— Extract to read —
Born December 29, 1946, in Iran. Education: Attended Tehran University, 1966; Radcliffe College, B.A., 1968; Harvard University, M.A., 1970; University of Manchester, England, Ph.D., 1984.

ADDRESSES:

Office—History Department, Robinson Hall, 35 Quincy St., Harvard University, Cambridge, MA 02138. E-mail—[email protected].

CAREER:

Barnard College, New York, NY, member of the faculty of the department of women's studies for nine years; Harvard University, Cambridge, MA, professor, 2001—, chair of the Committee on Degrees in Studies of Women, Gender, and Sexuality.

AWARDS, HONORS:

Nemazee Fellow, Harvard University Center for Middle Eastern Studies, 1984-85; also recipient of fellowships from the Brown University Pembroke Center for Teaching and Research on Women, 1988-89, Harvard Divinity School, Women's Studies in Religion Program, 1988-89, and Institute for Advanced Study, Princeton, 1994-95.

WRITINGS:

Land Reform and Social Change in Iran, University of Utah Press (Salt Lake City, UT), 1987.

Ma'ayib al-rijal: dar pasukh bih Ta'dib al-nisvan, Midland Press (Chicago, IL), 1992.

Hikayat-i dukhtaran-i Quchan: az yadraftah'ha-yi Inqilab-i Mashrutah, Rawshangaran (Tehran, Iran), 1995.

Bibi Khanum Astarabadi va Khanum-i Afz al Vaziri: Madar va dukhtari az pishgaman-i ma'arif va huquq-i zanan, Nigarish va Nigarish-i Zan (Chicago, IL), 1996.

The Story of the Daughters of Quchan: Gender and National Memory in Iranian History, Syracuse University Press (Syracuse, NY), 1998.

(Associate editor) Encyclopedia of Women & Islamic Cultures, Brill (Boston, MA), 2003.

Women with Mustaches and Men without Beards: Gender and Sexual Anxieties of Iranian Modernity, University of California Press (Berkeley, CA), 2005.

Nahzat-i nisvan-i sharq, Shirazah (Tehran, Iran), 2005.

(Editor, with Kathryn Babayan) Islamicate Sexualities: Translations across Temporal Geographies of Desire, Center for Middle Eastern Studies of Harvard University: Distributed by Harvard University Press (Cambridge, MA), 2008.

Associate editor for the multivolume Encyclopedia of Women & Islamic Cultures.

— Instruction 1 —
Summarize the biographical entry in two sentences.
— Instruction 2 —
Quote the stretch of the biographical entry from "Barnard College, New" through "Gender, and Sexuality.".
— Instruction 3 —
Extend the biographical entry on the Harvard professor, picking up after its final line.

— Data supplied —
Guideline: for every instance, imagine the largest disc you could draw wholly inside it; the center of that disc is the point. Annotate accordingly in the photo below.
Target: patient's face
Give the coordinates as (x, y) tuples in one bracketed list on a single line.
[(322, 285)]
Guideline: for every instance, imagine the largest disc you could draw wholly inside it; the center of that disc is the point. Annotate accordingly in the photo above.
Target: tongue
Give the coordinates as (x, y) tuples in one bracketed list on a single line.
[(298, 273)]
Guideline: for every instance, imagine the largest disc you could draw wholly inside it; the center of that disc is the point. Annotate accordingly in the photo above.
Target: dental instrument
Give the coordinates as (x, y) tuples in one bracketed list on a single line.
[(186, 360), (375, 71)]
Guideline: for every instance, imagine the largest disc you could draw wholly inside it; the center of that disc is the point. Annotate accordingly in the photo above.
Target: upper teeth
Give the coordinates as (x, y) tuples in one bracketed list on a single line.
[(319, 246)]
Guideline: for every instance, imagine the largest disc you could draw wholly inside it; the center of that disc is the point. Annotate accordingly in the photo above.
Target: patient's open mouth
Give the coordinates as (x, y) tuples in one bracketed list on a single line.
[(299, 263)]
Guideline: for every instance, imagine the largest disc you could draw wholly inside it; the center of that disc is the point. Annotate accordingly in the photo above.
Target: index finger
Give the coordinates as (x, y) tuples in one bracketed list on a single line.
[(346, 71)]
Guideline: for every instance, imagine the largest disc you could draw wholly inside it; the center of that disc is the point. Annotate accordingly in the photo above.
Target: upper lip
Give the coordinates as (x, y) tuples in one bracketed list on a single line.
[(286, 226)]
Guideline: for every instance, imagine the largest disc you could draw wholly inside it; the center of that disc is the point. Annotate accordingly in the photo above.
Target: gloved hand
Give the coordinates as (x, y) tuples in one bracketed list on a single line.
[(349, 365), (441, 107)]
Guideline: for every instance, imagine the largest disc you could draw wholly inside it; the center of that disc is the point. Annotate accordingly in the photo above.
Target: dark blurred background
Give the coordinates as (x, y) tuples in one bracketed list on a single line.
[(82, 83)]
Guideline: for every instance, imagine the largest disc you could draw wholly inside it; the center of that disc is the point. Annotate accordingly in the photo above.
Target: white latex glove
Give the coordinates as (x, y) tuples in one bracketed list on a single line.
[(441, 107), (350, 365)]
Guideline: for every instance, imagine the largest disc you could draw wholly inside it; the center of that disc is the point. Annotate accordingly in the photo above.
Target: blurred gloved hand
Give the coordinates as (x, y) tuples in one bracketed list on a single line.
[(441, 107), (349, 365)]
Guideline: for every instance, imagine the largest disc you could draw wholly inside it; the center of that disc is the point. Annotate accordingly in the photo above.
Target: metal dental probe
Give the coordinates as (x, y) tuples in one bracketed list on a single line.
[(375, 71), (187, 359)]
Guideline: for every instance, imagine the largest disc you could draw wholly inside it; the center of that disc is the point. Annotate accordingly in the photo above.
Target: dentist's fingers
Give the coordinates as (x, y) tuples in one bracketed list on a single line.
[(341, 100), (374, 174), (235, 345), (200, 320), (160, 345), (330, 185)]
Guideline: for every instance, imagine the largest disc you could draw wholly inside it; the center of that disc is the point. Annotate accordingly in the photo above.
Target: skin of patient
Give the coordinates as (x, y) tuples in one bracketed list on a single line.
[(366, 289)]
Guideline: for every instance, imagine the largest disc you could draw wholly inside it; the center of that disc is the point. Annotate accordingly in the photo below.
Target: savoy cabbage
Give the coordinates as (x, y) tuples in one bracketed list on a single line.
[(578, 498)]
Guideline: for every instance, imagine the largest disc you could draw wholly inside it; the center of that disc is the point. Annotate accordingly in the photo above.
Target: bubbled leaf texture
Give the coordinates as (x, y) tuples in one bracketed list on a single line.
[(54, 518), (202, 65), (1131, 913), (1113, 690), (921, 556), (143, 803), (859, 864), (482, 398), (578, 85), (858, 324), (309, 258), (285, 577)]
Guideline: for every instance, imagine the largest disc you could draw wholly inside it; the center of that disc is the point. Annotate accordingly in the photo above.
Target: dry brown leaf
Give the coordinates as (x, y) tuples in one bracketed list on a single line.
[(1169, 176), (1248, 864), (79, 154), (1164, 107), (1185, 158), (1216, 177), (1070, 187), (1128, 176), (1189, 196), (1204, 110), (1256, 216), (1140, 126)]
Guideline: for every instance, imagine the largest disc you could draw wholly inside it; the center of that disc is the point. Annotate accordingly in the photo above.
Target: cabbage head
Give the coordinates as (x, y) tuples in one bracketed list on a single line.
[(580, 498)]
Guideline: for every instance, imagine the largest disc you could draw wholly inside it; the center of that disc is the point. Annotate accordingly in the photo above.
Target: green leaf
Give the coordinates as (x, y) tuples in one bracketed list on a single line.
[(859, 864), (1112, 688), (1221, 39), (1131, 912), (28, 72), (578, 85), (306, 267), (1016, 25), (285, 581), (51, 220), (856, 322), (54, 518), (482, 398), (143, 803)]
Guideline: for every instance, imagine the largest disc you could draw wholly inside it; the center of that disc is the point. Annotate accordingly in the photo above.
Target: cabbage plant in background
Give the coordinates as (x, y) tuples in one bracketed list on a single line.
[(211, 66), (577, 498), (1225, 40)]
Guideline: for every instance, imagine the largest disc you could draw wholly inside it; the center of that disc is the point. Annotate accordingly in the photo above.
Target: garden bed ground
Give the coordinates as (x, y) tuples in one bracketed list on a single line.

— Task answer 1 —
Born in Iran in 1946, the subject of this entry studied at Tehran University, Radcliffe College and Harvard University and earned a Ph.D. from the University of Manchester in 1984. The subject spent nine years on the women's studies faculty at Barnard College, has been a professor at Harvard University since 2001, and holds fellowships and writings such as Land Reform and Social Change in Iran (1987) and Women with Mustaches and Men without Beards (2005).

— Task answer 2 —
Barnard College, New York, NY, member of the faculty of the department of women's studies for nine years; Harvard University, Cambridge, MA, professor, 2001—, chair of the Committee on Degrees in Studies of Women, Gender, and Sexuality.

— Task answer 3 —
SIDELIGHTS:

Born in Iran on December 29, 1946, Afsaneh Najmabadi came to Radcliff College in Cambridge, Massachusetts, from Tehran University in 1966 and received her B.A. in physics there in 1968. She earned an M.A. in physics from Harvard University in 1970 and a Ph.D. in sociology from the University of Manchester in Manchester, England, in 1984. She is a professor of Middle Eastern studies and the chair of the Committee on Degrees in Studies of Women, Gender, and Sexuality at Harvard University. Najmabadi researches issues pertaining to women, Islam, and the Middle East. She is an associate editor for the Encyclopedia of Women & Islamic Cultures, a multivolume publication that explores many issues surrounding the history and role of women within the Muslim community.

In Iran, there is a traditional story dating back to 1905 about a group of women and girls who were taken captive by invading Turkomen or sold into slavery by impoverished fathers to pay their taxes. These Quchani women came to symbolize all Iranian daughters, and the shame and grief of the fathers became that of the nation. The Story of the Daughters of Quchan: Gender and National Memory in Iranian History retells that story and its evolution, as well as its effect on national policy.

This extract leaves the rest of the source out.